───── Excerpted data
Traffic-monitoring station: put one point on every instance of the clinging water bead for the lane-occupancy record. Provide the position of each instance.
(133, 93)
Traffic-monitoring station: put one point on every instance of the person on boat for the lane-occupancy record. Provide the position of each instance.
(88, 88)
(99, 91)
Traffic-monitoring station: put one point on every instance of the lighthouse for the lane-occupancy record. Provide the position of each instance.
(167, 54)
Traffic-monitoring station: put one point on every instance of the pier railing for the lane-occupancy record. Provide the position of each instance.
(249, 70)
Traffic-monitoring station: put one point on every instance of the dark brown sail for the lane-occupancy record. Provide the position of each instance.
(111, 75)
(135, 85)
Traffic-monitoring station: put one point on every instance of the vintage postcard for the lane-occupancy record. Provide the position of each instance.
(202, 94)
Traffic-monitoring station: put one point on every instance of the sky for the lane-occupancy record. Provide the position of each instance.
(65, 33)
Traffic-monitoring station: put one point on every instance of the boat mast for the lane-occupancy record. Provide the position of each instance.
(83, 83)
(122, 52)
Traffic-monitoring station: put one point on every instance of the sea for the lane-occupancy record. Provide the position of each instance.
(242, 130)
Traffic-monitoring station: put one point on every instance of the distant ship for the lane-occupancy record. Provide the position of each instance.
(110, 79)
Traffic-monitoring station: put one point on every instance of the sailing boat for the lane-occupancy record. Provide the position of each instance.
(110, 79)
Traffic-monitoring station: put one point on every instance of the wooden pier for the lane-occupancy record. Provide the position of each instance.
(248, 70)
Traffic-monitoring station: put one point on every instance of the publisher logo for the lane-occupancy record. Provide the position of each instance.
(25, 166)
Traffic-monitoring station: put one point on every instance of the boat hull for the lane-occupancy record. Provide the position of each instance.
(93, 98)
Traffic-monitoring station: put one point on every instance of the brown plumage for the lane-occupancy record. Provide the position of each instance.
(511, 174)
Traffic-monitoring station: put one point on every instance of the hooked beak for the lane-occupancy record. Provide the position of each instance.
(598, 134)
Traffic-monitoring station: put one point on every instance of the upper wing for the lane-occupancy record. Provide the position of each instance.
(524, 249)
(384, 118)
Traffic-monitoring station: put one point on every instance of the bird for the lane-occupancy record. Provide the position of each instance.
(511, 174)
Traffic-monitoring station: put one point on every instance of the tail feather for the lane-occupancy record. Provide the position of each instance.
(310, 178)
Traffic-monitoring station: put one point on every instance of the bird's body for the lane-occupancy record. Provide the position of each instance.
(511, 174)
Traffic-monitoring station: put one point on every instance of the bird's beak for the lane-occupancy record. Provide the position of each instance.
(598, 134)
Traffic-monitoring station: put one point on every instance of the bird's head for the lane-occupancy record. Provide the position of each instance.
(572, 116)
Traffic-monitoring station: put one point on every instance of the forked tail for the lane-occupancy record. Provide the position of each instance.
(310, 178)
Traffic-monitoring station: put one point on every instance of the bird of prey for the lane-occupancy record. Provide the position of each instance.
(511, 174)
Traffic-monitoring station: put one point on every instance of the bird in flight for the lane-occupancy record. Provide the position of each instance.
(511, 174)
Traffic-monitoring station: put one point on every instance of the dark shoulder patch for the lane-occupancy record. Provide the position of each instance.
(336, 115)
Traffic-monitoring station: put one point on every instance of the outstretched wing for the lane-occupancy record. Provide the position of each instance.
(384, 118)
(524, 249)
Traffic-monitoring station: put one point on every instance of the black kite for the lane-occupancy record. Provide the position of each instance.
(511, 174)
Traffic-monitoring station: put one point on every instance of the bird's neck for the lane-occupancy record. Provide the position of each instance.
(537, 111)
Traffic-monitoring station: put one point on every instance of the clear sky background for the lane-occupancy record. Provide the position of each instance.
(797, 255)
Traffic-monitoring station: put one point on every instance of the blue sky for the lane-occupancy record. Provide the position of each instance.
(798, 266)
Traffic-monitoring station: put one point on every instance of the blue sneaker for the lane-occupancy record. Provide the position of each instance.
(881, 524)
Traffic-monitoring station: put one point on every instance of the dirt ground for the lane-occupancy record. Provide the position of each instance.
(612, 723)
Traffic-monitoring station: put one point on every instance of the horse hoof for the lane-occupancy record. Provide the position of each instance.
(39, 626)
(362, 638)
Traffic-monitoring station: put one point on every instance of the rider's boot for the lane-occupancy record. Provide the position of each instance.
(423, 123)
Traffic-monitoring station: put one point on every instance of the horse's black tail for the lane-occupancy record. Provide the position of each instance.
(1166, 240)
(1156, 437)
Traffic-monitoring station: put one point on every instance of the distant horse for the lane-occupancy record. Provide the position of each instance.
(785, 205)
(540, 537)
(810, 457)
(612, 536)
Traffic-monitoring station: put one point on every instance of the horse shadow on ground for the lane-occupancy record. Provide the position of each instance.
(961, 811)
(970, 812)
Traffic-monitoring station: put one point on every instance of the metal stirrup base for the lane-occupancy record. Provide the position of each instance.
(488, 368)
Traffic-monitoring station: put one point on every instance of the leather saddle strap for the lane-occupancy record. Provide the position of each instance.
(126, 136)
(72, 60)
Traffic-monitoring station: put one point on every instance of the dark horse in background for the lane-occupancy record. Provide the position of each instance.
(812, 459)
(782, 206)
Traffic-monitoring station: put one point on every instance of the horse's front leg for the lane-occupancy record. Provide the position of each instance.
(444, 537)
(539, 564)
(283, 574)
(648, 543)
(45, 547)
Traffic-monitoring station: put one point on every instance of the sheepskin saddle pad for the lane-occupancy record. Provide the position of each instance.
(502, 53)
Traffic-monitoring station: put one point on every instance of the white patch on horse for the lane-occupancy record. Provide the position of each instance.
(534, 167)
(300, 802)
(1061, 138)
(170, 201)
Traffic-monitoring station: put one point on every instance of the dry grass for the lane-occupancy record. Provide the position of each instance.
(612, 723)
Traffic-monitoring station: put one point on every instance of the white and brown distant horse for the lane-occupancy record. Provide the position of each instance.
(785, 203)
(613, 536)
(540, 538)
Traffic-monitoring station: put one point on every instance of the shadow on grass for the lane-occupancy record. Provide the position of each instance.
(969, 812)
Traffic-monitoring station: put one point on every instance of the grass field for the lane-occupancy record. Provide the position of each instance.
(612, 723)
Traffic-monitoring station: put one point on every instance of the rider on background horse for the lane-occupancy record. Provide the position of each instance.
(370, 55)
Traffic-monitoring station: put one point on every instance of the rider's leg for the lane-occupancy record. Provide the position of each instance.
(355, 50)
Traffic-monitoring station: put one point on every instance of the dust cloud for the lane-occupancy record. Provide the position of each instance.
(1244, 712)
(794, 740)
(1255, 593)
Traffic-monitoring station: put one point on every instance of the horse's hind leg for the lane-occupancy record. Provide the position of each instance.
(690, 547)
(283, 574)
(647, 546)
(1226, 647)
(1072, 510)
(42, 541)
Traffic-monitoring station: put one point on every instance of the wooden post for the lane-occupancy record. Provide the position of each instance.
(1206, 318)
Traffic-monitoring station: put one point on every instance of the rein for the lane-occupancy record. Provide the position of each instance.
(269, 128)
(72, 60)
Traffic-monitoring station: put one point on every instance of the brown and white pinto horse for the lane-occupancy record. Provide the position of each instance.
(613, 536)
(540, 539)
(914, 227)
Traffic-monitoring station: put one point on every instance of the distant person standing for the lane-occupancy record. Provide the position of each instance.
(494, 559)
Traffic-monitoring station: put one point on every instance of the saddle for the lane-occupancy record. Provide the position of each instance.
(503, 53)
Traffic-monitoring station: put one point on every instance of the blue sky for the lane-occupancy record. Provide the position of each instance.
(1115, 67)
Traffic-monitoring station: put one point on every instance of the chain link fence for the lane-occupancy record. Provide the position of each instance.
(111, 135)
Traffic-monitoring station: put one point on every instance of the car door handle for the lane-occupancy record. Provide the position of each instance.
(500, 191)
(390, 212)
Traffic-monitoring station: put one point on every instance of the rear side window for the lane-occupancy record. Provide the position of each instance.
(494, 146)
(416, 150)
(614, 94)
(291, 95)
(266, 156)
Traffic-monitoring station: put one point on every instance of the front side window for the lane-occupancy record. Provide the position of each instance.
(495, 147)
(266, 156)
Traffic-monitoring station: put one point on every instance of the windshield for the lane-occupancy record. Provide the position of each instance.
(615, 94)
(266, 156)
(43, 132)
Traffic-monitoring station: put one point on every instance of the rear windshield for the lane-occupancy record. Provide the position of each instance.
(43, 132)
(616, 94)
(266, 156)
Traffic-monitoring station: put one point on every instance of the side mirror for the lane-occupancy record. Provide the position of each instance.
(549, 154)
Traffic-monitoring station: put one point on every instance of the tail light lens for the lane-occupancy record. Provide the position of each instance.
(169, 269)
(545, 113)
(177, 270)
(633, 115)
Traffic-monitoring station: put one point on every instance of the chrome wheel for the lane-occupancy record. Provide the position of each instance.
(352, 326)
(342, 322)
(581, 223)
──────────
Task statement: Set down exactly, and only, the lines from the one containing "of the side" through the final line of the entries above.

Output of the exercise:
Traffic-monitoring station: put one point on every instance of the side mirror for the lane-occupancy record. Provide the position of each instance.
(549, 154)
Traffic-monitoring station: put one point on every instance of the tail light lens for the lane-occupancy record. Provide the position of each instance.
(169, 269)
(545, 113)
(177, 270)
(633, 115)
Traffic-monitoring station: put one point on every instance of the chrome wheel for the lane-occupancy record. Provide the position of each instance.
(352, 326)
(342, 322)
(581, 223)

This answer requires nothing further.